Enunciado 1
No trecho sobre a dissolução da URSS, em quem a oligarquia russa havia encontrado seu representante pró-independência?
Enunciado 2
Transcreva do trecho sobre a dissolução da URSS a passagem que vai de "As partes constituintes" até "dessa realidade a-histórica.".
Enunciado 3
Liste todas as pessoas mencionadas pelo nome no trecho sobre a dissolução da URSS, na grafia em que aparecem.

Trecho da página
■ ■ ■
As partes constituintes da antiga URSS foram transformadas, inclusive a Rússia, em agências do imperialismo mundial e elos da cadeia imperialista. Além disso, tornaram-se estados macarthistas e policiais. A contrarrevolução “democrática” que dissolveu a União Soviética criou um vácuo histórico mundial. A Revolução de Outubro não foi substituída por nenhuma outra construção histórica; o “capitalismo” russo se baseia em uma oligarquia iniciante, sem os atributos de um longo desenvolvimento nacional; é um Estado falso que não passou por nenhuma experiência histórica. É administrado por uma burocracia “sui generis”, composta essencialmente pelos serviços de segurança, que passou da proteção de um Estado com sobrevivências operárias ou socialistas para a administração do patrimônio público como um assunto privado. As forças armadas são um reflexo dessa realidade a-histórica.
Esse vácuo histórico abriu a massa de terra eurasiana para as ambições do imperialismo. Apresentados como apetites territoriais ou geopolíticos, eles são objetivos econômicos e sociais, que são irrealizáveis sem uma guerra mundial. Com muita pressa e grande ingenuidade, vários teóricos e políticos saudaram no passado a transição “pacífica” da Rússia para o capitalismo. Eles viram nessa transição para um regime deformado e sem raízes uma manifestação do caráter histórico artificial da União Soviética e, portanto, da Revolução de Outubro. Mas a Revolução de Outubro está enraizada em uma história de revoluções e na crise mortal do capitalismo. Putin procura os fundamentos da monstruosidade da Rússia em ninguém menos que o czarismo. A autodissolução “pacífica” da URSS foi apresentada como a prova definitiva do erro do prognóstico alternativo de Leon Trotsly sobre o destino do Estado operário degenerado: revolução política ou guerra civil e uma guerra internacional. A guerra da Otan, um pacote de quarenta estados da Europa e da América, e da Rússia, preparatória para uma guerra contra a China, não é a primeira, mas a última prova da correção da caracterização histórica da URSS e da Revolução de Outubro por aquele que foi, no final, o maior dos bolcheviques. A contrarrevolução capitalista está fazendo o trabalho de Sísifo, porque o capitalismo é a parteira da revolução mundial.
O epicentro da dissolução da URSS, ao contrário do que indicam as versões que se autointitulam, não foi em sua periferia, mas em seu centro. A “independência” da própria Rússia era o slogan político fundamental da contrarrevolução “democrática”. A oligarquia russa havia encontrado seu representante pró-independência em Boris Yeltsin. Quando está em voga, como agora, denunciar o imperialismo russo, é instrutivo lembrar que esse imperialismo surgiu de um ato de “descolonização” conduzido pelo centro imperial. Ele assumiu a forma de um golpe de Estado “democrático” (incluindo o bombardeio do parlamento) para “emancipar” a Rússia da URSS e colocar o pé no acelerador da restauração capitalista. O leilão instantâneo da maioria dos ativos industriais do país a preços vil foi garantido por essa “democracia” contrarrevolucionária, com a intervenção política dos assessores americanos de Clinton. Para ser franco, o modelo do Maidan ucraniano e das “revoluções coloridas” nos antigos glaciais soviéticos foi inventado em Moscou com o apoio de Washington.
■ ■ ■
Registros exibidos

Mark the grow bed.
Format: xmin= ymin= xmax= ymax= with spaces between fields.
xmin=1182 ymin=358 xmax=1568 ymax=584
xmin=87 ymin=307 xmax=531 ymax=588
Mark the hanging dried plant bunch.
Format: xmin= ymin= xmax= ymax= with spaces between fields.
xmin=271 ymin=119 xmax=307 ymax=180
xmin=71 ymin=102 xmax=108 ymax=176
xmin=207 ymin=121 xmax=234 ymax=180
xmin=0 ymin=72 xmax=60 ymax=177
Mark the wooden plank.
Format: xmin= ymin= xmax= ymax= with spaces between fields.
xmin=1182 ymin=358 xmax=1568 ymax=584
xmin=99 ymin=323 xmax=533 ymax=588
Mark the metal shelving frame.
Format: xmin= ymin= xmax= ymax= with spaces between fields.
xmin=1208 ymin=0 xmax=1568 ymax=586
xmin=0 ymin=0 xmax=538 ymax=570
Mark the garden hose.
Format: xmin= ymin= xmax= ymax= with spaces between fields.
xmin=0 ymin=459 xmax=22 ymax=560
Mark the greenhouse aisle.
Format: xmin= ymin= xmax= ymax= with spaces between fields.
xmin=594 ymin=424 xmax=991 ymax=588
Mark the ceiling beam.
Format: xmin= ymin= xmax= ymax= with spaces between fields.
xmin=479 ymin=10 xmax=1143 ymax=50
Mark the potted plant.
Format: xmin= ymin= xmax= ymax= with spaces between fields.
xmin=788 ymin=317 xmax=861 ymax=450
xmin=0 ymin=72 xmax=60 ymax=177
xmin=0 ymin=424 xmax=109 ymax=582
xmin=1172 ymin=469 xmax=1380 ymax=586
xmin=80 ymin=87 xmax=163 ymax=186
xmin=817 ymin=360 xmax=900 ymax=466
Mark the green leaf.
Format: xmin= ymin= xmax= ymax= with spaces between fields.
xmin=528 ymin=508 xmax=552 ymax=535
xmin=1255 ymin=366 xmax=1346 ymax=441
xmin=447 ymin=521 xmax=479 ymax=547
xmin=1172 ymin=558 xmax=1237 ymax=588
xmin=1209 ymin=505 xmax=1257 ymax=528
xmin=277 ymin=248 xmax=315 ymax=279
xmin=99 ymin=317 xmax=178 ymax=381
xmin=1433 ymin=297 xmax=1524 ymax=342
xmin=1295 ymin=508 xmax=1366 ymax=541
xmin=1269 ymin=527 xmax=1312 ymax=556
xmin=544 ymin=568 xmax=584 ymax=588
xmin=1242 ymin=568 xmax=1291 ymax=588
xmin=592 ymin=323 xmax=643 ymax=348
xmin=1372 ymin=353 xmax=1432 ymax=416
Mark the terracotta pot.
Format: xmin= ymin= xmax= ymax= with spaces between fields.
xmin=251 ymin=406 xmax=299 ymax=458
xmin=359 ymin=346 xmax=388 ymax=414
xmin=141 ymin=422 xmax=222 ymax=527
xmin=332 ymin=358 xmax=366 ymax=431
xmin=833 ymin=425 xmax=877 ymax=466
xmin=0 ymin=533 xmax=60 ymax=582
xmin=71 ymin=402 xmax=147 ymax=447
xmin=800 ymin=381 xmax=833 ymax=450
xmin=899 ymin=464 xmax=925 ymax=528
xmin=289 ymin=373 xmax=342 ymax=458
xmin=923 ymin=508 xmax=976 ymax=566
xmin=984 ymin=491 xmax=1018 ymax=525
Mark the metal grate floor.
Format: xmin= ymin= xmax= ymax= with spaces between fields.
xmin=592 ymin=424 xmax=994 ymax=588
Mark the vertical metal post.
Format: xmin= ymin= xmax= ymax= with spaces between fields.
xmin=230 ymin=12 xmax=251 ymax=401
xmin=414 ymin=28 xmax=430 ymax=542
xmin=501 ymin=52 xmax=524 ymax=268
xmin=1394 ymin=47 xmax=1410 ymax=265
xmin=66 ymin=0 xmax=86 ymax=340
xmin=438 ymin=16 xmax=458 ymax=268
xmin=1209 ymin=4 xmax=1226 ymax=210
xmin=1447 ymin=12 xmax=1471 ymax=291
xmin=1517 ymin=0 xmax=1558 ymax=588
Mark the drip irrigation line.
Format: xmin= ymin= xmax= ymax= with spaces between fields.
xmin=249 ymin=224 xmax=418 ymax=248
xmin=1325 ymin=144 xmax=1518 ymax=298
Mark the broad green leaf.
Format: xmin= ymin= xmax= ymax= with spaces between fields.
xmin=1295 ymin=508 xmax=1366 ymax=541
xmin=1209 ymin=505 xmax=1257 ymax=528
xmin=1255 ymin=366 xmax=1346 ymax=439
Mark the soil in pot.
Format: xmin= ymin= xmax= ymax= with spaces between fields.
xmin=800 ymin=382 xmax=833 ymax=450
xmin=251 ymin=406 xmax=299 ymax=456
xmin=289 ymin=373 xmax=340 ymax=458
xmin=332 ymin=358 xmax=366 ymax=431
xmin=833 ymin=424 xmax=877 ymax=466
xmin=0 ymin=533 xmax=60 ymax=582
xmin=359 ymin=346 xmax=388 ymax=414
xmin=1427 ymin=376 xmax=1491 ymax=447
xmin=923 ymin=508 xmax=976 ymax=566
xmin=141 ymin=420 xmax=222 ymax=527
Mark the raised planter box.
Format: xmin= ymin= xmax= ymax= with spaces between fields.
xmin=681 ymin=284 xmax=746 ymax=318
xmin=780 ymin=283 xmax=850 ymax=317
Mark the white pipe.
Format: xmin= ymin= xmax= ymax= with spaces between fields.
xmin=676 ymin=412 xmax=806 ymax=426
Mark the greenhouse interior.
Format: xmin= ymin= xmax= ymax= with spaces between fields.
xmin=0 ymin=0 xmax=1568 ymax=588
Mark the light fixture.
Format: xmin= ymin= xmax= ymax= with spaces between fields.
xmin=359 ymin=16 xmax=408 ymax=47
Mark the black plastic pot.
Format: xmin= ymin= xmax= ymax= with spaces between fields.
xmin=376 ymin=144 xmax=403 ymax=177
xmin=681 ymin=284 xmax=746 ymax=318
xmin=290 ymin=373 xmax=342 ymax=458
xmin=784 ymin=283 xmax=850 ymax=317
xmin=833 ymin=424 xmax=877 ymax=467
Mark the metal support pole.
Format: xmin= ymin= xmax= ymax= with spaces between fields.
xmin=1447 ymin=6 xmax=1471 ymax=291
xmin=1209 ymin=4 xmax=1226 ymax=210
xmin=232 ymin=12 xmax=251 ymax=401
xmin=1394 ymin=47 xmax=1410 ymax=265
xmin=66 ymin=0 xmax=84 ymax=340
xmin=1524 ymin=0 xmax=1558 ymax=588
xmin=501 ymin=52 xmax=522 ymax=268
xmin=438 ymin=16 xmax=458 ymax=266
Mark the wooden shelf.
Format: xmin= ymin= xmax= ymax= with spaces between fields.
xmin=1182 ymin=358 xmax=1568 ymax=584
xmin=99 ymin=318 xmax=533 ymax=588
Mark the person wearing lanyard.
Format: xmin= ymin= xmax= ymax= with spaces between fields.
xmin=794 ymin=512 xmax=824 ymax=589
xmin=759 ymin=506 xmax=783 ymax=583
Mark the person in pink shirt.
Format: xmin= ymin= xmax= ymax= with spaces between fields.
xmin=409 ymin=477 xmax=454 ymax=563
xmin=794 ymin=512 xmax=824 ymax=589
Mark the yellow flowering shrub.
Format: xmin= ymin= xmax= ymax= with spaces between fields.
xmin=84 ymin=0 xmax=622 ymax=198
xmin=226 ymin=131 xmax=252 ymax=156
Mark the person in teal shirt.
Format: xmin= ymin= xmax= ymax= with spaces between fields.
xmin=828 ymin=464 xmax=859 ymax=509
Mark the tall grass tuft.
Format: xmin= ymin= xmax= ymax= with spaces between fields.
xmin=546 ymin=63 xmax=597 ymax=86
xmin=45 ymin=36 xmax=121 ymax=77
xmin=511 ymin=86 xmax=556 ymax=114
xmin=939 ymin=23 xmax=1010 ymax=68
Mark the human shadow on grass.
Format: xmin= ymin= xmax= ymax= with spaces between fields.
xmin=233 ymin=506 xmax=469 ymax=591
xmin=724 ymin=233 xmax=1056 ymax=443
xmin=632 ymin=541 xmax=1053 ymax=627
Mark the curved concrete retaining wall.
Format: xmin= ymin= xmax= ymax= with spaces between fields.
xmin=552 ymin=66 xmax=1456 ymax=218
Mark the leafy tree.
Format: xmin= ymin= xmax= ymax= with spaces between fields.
■ ■ ■
Resolução completa 1
Em Boris Yeltsin.

Resolução completa 2
As partes constituintes da antiga URSS foram transformadas, inclusive a Rússia, em agências do imperialismo mundial e elos da cadeia imperialista. Além disso, tornaram-se estados macarthistas e policiais. A contrarrevolução “democrática” que dissolveu a União Soviética criou um vácuo histórico mundial. A Revolução de Outubro não foi substituída por nenhuma outra construção histórica; o “capitalismo” russo se baseia em uma oligarquia iniciante, sem os atributos de um longo desenvolvimento nacional; é um Estado falso que não passou por nenhuma experiência histórica. É administrado por uma burocracia “sui generis”, composta essencialmente pelos serviços de segurança, que passou da proteção de um Estado com sobrevivências operárias ou socialistas para a administração do patrimônio público como um assunto privado. As forças armadas são um reflexo dessa realidade a-histórica.

Resolução completa 3
Putin; Leon Trotsly; Boris Yeltsin; Clinton